Exercise -
Reproduce every one of the lines below verbatim.

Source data
┏━━

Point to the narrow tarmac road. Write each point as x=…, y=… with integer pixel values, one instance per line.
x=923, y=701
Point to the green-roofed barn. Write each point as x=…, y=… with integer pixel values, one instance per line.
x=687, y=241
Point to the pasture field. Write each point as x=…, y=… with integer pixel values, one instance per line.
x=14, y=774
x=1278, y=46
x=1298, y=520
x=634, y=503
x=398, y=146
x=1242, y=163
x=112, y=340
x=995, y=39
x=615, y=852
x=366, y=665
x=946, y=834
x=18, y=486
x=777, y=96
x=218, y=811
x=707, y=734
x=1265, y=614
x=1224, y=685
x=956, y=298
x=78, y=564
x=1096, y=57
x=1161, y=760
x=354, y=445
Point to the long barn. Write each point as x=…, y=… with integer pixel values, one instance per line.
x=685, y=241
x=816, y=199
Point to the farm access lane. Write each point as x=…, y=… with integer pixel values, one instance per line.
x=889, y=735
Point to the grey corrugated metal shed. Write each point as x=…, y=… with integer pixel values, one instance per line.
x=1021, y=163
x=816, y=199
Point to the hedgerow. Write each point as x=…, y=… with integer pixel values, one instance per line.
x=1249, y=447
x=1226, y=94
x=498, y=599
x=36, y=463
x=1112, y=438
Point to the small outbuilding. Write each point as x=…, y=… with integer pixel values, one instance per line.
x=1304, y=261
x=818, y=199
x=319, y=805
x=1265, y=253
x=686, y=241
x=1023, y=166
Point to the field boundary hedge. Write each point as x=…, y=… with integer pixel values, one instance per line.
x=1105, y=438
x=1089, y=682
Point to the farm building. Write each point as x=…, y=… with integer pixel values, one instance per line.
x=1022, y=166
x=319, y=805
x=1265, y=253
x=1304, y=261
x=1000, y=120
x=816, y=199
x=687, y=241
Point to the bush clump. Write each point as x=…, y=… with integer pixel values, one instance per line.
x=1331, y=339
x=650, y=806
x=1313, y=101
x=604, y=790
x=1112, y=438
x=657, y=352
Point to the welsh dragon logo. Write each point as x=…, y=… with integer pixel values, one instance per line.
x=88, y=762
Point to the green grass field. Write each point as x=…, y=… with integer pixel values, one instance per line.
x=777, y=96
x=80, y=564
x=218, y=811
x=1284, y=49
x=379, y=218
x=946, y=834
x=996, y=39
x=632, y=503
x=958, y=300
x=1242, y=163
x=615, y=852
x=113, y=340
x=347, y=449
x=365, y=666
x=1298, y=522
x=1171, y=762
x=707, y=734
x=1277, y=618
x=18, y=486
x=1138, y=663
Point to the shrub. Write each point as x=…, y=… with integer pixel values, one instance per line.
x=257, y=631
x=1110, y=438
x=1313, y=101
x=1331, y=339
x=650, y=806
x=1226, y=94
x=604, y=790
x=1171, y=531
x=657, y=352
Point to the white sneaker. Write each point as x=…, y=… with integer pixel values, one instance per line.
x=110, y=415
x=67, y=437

┗━━

Complete output -
Point to the narrow tarmac road. Write each point as x=…, y=… with integer pixel values, one instance per line.
x=923, y=701
Point to the green-roofed barn. Write each point as x=…, y=… with integer pixel values, one instance per line.
x=687, y=241
Point to the pasture field. Write each point as x=…, y=… with integer pixel values, one instance per line.
x=14, y=774
x=1278, y=46
x=1298, y=520
x=634, y=503
x=398, y=146
x=1242, y=163
x=112, y=340
x=995, y=39
x=615, y=852
x=366, y=665
x=946, y=834
x=18, y=486
x=777, y=96
x=218, y=811
x=707, y=734
x=1265, y=614
x=1224, y=685
x=956, y=298
x=78, y=564
x=1096, y=57
x=1161, y=760
x=354, y=445
Point to the long barn. Write each point as x=…, y=… with integer pixel values, one instance per line.
x=685, y=241
x=816, y=199
Point to the farm access lane. Write each point as x=…, y=… with integer pixel values, one instance per line.
x=889, y=735
Point to the grey corrugated metal shed. Write each point as x=…, y=… with integer pixel values, one instance per line.
x=1021, y=163
x=816, y=199
Point to the hedgerow. Write each point as x=…, y=… with integer pixel values, one instance per line.
x=1249, y=447
x=1226, y=94
x=498, y=599
x=36, y=463
x=1112, y=438
Point to the small outbuilding. Write each point as x=…, y=… with integer pixel values, one instance per line.
x=1304, y=261
x=818, y=199
x=319, y=805
x=1265, y=253
x=686, y=241
x=1023, y=166
Point to the field boundary hedge. Write each point as x=…, y=… with integer pixel values, one instance per line.
x=1105, y=438
x=1089, y=682
Point to the farm building. Write each point as x=…, y=… with integer pixel values, one instance per line.
x=1022, y=166
x=319, y=805
x=1265, y=253
x=1304, y=261
x=1000, y=120
x=816, y=199
x=687, y=241
Point to the bush clump. Write each point as x=…, y=… with integer pixel values, one instance per line.
x=1331, y=339
x=650, y=806
x=1313, y=101
x=604, y=790
x=1112, y=438
x=657, y=352
Point to the welsh dragon logo. Write each point as x=…, y=… with integer pixel values, one instance per line.
x=88, y=762
Point to the green grass field. Write each point as x=…, y=… with integer pixel values, one instance per line.
x=777, y=96
x=80, y=564
x=218, y=811
x=1284, y=49
x=379, y=218
x=946, y=834
x=996, y=39
x=632, y=503
x=958, y=300
x=1242, y=163
x=615, y=852
x=113, y=340
x=347, y=449
x=365, y=666
x=1298, y=522
x=1171, y=762
x=707, y=734
x=1277, y=618
x=18, y=486
x=1138, y=663
Point to the shrub. Write each point as x=…, y=… with integer pixel values, one instance per line.
x=257, y=631
x=1110, y=438
x=1313, y=101
x=1331, y=339
x=650, y=806
x=1226, y=94
x=604, y=790
x=1171, y=531
x=657, y=352
Point to the white sneaker. Write each point as x=…, y=… with integer pixel values, one instance per line.
x=110, y=415
x=67, y=437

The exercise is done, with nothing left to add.